**Brief**
Carry on the session notes about HA and DRS mistakes from the point where they stop.

**Passage shown**
○ ○ ○
VMworld 2012: Avoiding 19 Biggest HA & DRS Mistakes INF-VSP1232

Greg Shields, Concentrated Technology partner. This session focused on the main HA/DRS mistakes that people make when virtualizing their infrastructure. Greg is a great speaker and also has presented sessions at TechEd and other conferences. HA/DRS settings are so easy to set and forget, or forget to set, that everyone should review all 19 mistakes and make sure you aren’t doing them in your environment.

HA/DRS solves two problems: Protection from unplanned downtime; Load Balancing and defragmentation of resources.
Large number of environments have configured HA/DRS settings incorrectly.
Mistake #1: Not planning for HW evolution.

vMotion requires similar processors.
Always set EVC mode

Mistake #2: Not planning for svMotion

VMs cannot have snapshots
VM disks must be persistent mode or RDMs
Host must have sufficient resources to support two instances of the VMs running concurrently.
Must be licensed and correctly configured with vMotion
Host must have access to both source and target datastores

Mistake #3: Not Enough Cluster Hosts

For HA failover requires additional “wasted” hardware resources
Must plan for cluster reserve
A fully prepared cluster must set aside one full server’s worth of resources in preparation for HA.
Enable admission control – Super important to enable. Will disallow starting VMs when resources are exhausted.
Set host failures cluster tolerates to 1 (or more). Ensures you always have at least one hosts’s worth of resources available.

Mistake #4: Setting Host Failures the Cluster Tolerates to 1

Not all your VMs are priority one
Some VMs can stay down if a host dies
Can set the % to less than one server’s worth of resources, since not all VMs need to restart if a host fails.

Mistake #5: Forgetting to Prioritize VM restart

VM restart priority is one of those oft-forgotten settings
Come into play when Percentage policy is enabled
Restart policy is per-host
Per-VM settings must be configured for each VM
This can create a problem down the road, as VMs may restart in the wrong order

Mistake #6: Disabling Admission Control

Many young admins may turn it off and forget about it
Never disable admission control!!!

Mistake #7: Not updating Percentage Policy

Needs to be adjusted as your cluster size changes
Host failures the cluster tolerates needs no adjusting

Mistake #8: Buying (the occasional) Big Server

Host failures the cluster tolerates sets aside the amount of resources the protect every server.
○ ○ ○
**Extracted records**

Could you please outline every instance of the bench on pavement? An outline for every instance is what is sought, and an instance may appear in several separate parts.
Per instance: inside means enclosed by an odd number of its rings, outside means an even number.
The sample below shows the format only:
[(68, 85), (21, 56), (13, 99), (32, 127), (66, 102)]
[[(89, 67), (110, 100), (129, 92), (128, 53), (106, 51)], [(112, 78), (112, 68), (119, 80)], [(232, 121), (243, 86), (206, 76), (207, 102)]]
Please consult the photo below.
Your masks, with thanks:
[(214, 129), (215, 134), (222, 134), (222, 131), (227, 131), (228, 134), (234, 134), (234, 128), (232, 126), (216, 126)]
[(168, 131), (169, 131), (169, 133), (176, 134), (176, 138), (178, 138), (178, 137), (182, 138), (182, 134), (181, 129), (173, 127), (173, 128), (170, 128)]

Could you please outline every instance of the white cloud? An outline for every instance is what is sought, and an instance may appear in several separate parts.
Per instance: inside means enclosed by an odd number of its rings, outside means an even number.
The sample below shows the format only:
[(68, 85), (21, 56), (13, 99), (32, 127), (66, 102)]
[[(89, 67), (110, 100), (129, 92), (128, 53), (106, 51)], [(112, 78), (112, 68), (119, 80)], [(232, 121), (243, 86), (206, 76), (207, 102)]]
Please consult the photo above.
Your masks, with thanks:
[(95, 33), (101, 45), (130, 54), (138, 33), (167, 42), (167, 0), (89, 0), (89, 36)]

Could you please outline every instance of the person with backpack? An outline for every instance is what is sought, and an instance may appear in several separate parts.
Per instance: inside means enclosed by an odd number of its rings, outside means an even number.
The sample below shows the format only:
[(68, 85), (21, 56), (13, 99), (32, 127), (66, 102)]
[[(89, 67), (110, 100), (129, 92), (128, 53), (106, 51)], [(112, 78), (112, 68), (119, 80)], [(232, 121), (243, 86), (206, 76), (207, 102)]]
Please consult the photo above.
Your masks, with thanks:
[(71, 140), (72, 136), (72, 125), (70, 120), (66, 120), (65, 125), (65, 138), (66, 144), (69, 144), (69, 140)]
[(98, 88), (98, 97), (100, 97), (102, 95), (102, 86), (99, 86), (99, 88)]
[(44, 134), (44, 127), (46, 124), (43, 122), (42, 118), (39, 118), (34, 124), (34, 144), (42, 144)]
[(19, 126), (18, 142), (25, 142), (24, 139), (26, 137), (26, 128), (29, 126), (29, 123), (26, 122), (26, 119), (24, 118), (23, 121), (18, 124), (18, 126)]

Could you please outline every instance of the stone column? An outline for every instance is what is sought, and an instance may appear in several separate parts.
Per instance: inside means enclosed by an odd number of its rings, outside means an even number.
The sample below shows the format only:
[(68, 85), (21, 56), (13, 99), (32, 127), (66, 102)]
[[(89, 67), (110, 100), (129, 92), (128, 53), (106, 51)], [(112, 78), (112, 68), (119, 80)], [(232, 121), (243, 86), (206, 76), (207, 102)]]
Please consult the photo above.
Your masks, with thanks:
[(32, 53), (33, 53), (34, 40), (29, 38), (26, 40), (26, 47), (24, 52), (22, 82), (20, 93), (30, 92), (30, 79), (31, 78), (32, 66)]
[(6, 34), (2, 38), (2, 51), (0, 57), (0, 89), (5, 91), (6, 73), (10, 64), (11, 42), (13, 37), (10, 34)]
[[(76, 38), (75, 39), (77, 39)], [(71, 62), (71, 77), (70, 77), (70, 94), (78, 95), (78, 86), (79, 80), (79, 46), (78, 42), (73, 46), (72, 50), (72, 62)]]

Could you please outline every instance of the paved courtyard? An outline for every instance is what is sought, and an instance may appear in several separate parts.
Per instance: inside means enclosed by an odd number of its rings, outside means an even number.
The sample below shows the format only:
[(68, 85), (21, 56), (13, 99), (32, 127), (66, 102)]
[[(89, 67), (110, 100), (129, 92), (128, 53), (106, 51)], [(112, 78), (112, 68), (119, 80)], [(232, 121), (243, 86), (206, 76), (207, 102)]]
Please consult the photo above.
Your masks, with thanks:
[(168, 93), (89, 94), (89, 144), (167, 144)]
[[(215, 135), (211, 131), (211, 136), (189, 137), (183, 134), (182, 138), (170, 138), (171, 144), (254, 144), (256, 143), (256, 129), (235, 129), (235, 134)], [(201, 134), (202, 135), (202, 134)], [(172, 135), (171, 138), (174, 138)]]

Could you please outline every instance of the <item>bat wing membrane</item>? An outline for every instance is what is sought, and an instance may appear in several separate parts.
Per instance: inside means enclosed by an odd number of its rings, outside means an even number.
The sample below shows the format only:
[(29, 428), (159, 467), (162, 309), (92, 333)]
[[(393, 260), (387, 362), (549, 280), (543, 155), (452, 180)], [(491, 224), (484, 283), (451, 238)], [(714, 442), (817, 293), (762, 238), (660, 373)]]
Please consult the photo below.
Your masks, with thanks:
○ ○ ○
**Task result**
It must set aside resources equal to your biggest server in the cluster

Mistake #9: Neglecting Host Isolation Response

Current recommendation is to leave powered on
On converged networks you may not want to use powered on
Heartbeat datastores – Adds redundancy

Mistake #10: Assuming that Datastore heartbeats Prevent isolation Events

Master determines the state of the unresponsive host
Isolation response is triggered by the slave

Mistake #11: Confusing your ADP with your PDL

An All Point Down scenario exists when all communication is severed between host and device
I/O is then queued until a SCSI response code officially reports the link is down
This can lead to infinite queuing of device I/O
Permanent device loss scenario exists when the host can see the device target but the target isn’t listening

Lets the host recognize the I/O

APD is a more common scenario and APD will not trigger vSphere HA
Look at new settings in 5.0 U1 and 5.1 – Most handy for metro clusters

Mistake #12: Overdoing Reservations, limits, and Affinities

HA may not consider these “soft affinities” at failover
Consider using shares over reservations and limits

Less impact on DRS and thus HA

Mistake #13: Considering Using Shares without Considering using Shares

Shares are only considered during periods of contention
But settings shares on resource pools can have unexpected results
Don’t treat resource pools like folders

Mistake #14: Doing memory limits at all

Don’t assign memory limits. Ever.
Limit memory closest to the application as possible (such as in the SQL app)

Mistake #15: Thinking you are smarter than DRS

Not using fully automated mode

Mistake #16: Not understanding DRS’ Equations

Every 5 minutes a DRS interval is invoked
Takes into account VM entitlements, host capacity

Mistake #17: Being too liberal with your migration threshold

Pri 1 recommendations are mandatory

Mistake #18: Combining VDI and Server Workloads in the same cluster

ESXi hosts running VDI workloads tend to experience more load than running server workloads.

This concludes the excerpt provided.